Text section =>
# "We May Die, but Never Will Surrender" - The Battle of Cameron



## glock-bkk (Sep 23, 2006)

On April 29, 1863, the 3rd Company of the 1st Battalion was ordered to accompany a column from Vera Cruz to Peubla as one leg of a very long journey for a very valuable cargo - gold bullion, some three million francs, to pay the French army of the interior. There were other items of significance scattered amid the 60 carts and 150 mules, but everyone knew that it was likely that knowledge of the gold would become widespread before the column cleared the city gates. Worse than that, the 3rd Company, whose normal complement was three officers and 112 men, was reduced by nearly half due to illness. All three officers and 50 men were unfit for duty when the company was given the assignment. The battalion adjutant major, Captain Jean Danjou, an experienced soldier who sported a flowing mustache and thick goatee, offered to assume command. He was a good choice. Courageous, an excellent combat officer, he had lost a hand in Algiers and wore a wooden hand to replace it. 

Two other officers were needed. Lieutenant Maudet of the 1st Company and Lieutenant Vilian, the battalion paymaster quickly volunteered. The men of the 3rd Company could forgive Maudet being an officer from the 1st Company (soldiers often looked at other units, even those that they had served with, with suspicion), but Vilian was the battalion paymaster and the largely uneducated enlisted men were certain that Vilian used official trickery to slice their already meager pay to virtually nothing. He was hated by the common Legionnaires, and had to prove himself to them. Danjou would lead the way, scouting the road, he explained to Jeanningros, with the mules and wagons to follow two hours behind. Jeanningros wondered aloud if 65 men were enough to protect such a valuable convoy. They are Legionnaires, the captain reminded his colonel. 

Early on the morning of the 30th of April the column set out from the village of Chiquihuite and made its way, route-step, toward Puebla. Danjou stationed himself in the road with a small party and the pack mules; one hundred yards on either side of him were two equal columns of Legionnaires. They were a colorful lot; Havelock's and white kepis long since stained with dust, red, baggy wool pantaloons, and blue, red-trimmed tunics darkened with sweat, with bright red epaulettes setting squarely across the Legionnaires shoulders. They could have been better armed of course - the 70 caliber smoothbore musket carried quite a punch but the range was limited. And it was rumored that the Juarists had been well supplied with modern American weapons. But no matter, they carried bayonets and every good French soldier knew the importance of bravery and cold steel. 





At about 7 a.m. they passed the nearly destroyed village of Cameron. Danjou noted that the only structures that still stood were portions of a stonewall, a deserted farmhouse or inn, and several outbuildings. Nearly a mile down the road, Danjou called the columns in and ordered the men to rest and fix coffee. Despite the early hour, the heat and dust had taken its toll on the Legionnaires, and they had had nothing to eat since the previous evening. Water for their coffee had just come to a boil when call-to-arms was sounded with cries that enemy cavalry was approaching. The men snatched their muskets and formed ranks but in the confusion the mules bearing their extra ammunition and supplies bolted off.

Source data =>

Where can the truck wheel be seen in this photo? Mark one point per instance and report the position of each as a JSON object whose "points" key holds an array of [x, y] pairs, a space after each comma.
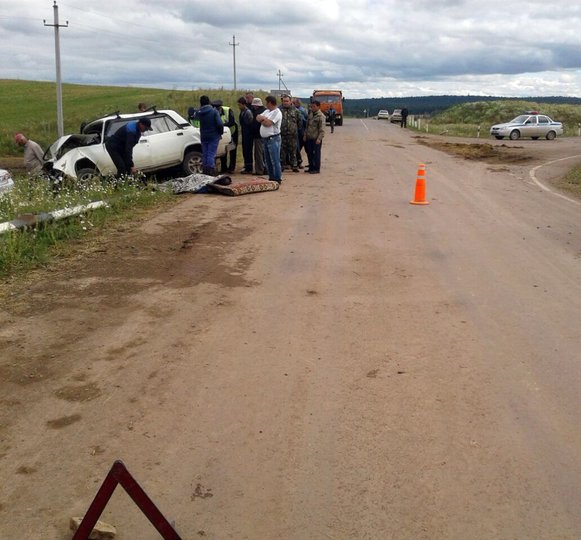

Actions to take =>
(a) In the Battle of Cameron account, where had Captain Danjou lost his hand?
(b) Pick up the Battle of Cameron account after its final sentence and carry the narrative forward.

Outputs in order =>
(a) In Algiers.

(b)
Danjou quickly took stock of the situation. There were several hundred mounted Juarists forming into position to attack him and it was obvious that the tiny band of Legionnaires would be overwhelmed in the first charge. Captain Danjou formed a rectangle, and using the dense clumps of thickets that dotted the barren landscape as natural abatis, keeping them between his enemy and his pitiful band, he moved slowly back to Cameron. When the Juarists came too close, Danjou stopped the rectangle, ordered a volley, and then set out again for the sanctuary of a few stone buildings. 

If Danjou had known what he was facing as he and his tiny command backtracked down the Peubla road, he might have been truly concerned. The few hundred horsemen were really 800 horsemen followed closely by 1,200 infantry under Colonel Milan. The redoubtable French captain also lost 16 of his men (apparently separated and captured during the retreat), which left him with 49 officers and men. And the Juarists, guessing his intention, had beaten him to Cameron. Several enemy sharp shooters were stationed in the second story of the farmhouse and began firing as Danjou's men poured into the courtyard. Knowing that he could not defend the walls with the enemy snipers behind him, Danjou fell back to the rough collection of outbuildings and portions of the stonewall to fight it out. The enemy immediately obliged him. Twice the Juarist cavalry charged but it was impossible for them to maneuver properly in the cramped courtyard. Both times they were forced back. 

At about 9 a.m. Colonel Milan approached under a flag of truce and demanded that Danjou surrender, pointing out that he had two thousand men poised to attack the Legionnaires. Danjou refused the demand and the attack resumed. Musket smoke boiled within the interior of the outbuildings as the Legionnaires, loaded and fired; the barrels of their muskets almost too hot to handle. Men were numb from heat and exhaustion and the din of battle. Danjou, despite his own thirst, made his way from Legionnaire to Legionnaire, comforting them. They had little water and any attempt to reach a well on the far side of the house was suicide. 

The enemy began their attacks again, trying to drive a wedge into the defender's makeshift fortress but the small courtyard forced the attackers directly into the fire of the Legionnaires. The Juarists fell back and as Danjou was urging his men on, a sniper shot him. Lieutenant Vilian, the hated paymaster, now became the commander of the pitiful force. It must have been Danjou who inspired him, or the defiance of men who faced certain death, or perhaps the qualities that make some men Legionnaires, but Vilian called to his soldiers: "Mes enfants! I command you now. We may die, but never will surrender." Vilian led the dwindling band of Legionnaires for nearly four hours after the death of his captain, but he too was killed, falling as the enemy rushed the Legionnaires.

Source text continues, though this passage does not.